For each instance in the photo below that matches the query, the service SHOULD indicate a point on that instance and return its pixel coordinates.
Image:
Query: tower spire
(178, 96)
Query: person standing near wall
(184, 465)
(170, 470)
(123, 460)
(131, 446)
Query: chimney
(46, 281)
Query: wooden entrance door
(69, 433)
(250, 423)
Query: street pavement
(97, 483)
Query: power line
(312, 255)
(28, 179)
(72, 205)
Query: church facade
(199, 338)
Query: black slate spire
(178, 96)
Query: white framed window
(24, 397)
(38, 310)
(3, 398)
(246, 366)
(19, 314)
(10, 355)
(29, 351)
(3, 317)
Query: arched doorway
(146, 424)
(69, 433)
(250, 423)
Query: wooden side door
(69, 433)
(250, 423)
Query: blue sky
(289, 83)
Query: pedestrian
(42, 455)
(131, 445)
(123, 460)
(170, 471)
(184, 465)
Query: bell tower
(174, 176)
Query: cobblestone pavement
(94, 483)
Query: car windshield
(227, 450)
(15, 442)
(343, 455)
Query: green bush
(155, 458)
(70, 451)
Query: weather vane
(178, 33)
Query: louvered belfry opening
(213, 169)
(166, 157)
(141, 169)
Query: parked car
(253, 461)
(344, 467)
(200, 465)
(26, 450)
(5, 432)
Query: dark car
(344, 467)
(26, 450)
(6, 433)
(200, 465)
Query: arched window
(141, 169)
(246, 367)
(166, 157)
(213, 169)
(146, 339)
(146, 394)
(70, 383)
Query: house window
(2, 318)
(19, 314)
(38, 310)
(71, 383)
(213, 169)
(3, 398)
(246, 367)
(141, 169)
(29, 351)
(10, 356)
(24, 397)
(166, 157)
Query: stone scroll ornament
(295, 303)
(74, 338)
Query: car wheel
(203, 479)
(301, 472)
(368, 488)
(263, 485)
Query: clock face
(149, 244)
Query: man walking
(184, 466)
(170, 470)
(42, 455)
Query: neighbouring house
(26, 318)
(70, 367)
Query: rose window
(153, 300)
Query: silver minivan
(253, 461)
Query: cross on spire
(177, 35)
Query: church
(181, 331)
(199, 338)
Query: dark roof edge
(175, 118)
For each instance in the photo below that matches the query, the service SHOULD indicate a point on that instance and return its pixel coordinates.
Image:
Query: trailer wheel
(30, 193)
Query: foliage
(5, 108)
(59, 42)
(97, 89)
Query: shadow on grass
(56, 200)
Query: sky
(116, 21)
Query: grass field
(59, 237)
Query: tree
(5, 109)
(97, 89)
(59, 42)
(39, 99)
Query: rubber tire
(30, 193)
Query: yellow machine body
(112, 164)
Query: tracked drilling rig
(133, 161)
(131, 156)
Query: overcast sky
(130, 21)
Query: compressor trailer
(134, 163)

.....

[EXERCISE] Put each line of the records above into a JSON list of strings, one string per line, leaving out any blank lines.

[EXERCISE OUTPUT]
[
  "For each instance in the photo below that matches the query, the service SHOULD indicate a point on that instance and return its pixel coordinates.",
  "Image:",
  "Query: tower spire",
  "(178, 96)",
  "Query: person standing near wall",
  "(184, 465)",
  "(170, 470)",
  "(123, 460)",
  "(131, 446)",
  "Query: chimney",
  "(46, 281)",
  "Query: wooden entrance door",
  "(69, 433)",
  "(250, 423)",
  "Query: street pavement",
  "(97, 483)",
  "Query: power line",
  "(312, 255)",
  "(28, 179)",
  "(72, 205)",
  "Query: church facade",
  "(199, 338)",
  "Query: black slate spire",
  "(178, 96)",
  "Query: white framed window",
  "(24, 397)",
  "(38, 310)",
  "(3, 398)",
  "(246, 366)",
  "(19, 314)",
  "(10, 355)",
  "(29, 351)",
  "(3, 317)",
  "Query: arched doorway",
  "(146, 424)",
  "(69, 433)",
  "(250, 423)",
  "Query: wooden side door",
  "(69, 433)",
  "(250, 423)",
  "Query: blue sky",
  "(289, 83)",
  "Query: pedestrian",
  "(42, 455)",
  "(131, 445)",
  "(123, 460)",
  "(170, 471)",
  "(184, 465)",
  "Query: bell tower",
  "(174, 176)",
  "Query: cobblestone pavement",
  "(94, 483)",
  "Query: car windshield",
  "(227, 450)",
  "(15, 442)",
  "(343, 455)",
  "Query: green bush",
  "(155, 458)",
  "(70, 451)",
  "Query: weather vane",
  "(178, 33)",
  "Query: louvered belfry opening",
  "(213, 169)",
  "(166, 157)",
  "(141, 169)",
  "Query: parked car",
  "(253, 461)",
  "(344, 467)",
  "(200, 465)",
  "(26, 450)",
  "(5, 432)",
  "Query: dark car",
  "(344, 467)",
  "(26, 450)",
  "(6, 433)",
  "(200, 465)",
  "Query: arched window",
  "(141, 169)",
  "(246, 367)",
  "(166, 157)",
  "(213, 169)",
  "(146, 339)",
  "(146, 394)",
  "(70, 383)",
  "Query: house window",
  "(2, 318)",
  "(19, 314)",
  "(38, 310)",
  "(71, 383)",
  "(213, 169)",
  "(3, 398)",
  "(246, 367)",
  "(141, 169)",
  "(29, 351)",
  "(10, 356)",
  "(24, 397)",
  "(166, 157)",
  "Query: stone scroll ornament",
  "(295, 303)",
  "(74, 338)",
  "Query: car wheel",
  "(203, 479)",
  "(301, 472)",
  "(368, 488)",
  "(263, 485)",
  "Query: clock face",
  "(149, 244)",
  "Query: man walking",
  "(184, 466)",
  "(170, 470)",
  "(42, 455)",
  "Query: neighbouring house",
  "(26, 318)",
  "(70, 367)",
  "Query: rose window",
  "(153, 300)",
  "Query: silver minivan",
  "(253, 461)",
  "Query: cross on spire",
  "(177, 35)",
  "Query: church",
  "(181, 331)",
  "(199, 338)",
  "Query: dark roof edge",
  "(175, 118)",
  "For each instance in the photo below that matches the query, the service SHOULD indicate a point on that instance and return its pixel coordinates.",
  "Image:",
  "Query: trailer wheel",
  "(30, 193)",
  "Query: foliage",
  "(5, 108)",
  "(59, 42)",
  "(97, 89)",
  "Query: shadow on grass",
  "(56, 200)",
  "Query: sky",
  "(116, 21)",
  "Query: grass field",
  "(59, 237)",
  "Query: tree",
  "(5, 109)",
  "(97, 89)",
  "(59, 42)",
  "(39, 99)",
  "Query: rubber tire",
  "(30, 193)",
  "Query: yellow machine body",
  "(112, 164)",
  "Query: tracked drilling rig",
  "(133, 161)",
  "(131, 156)",
  "Query: overcast sky",
  "(130, 21)",
  "Query: compressor trailer",
  "(134, 163)"
]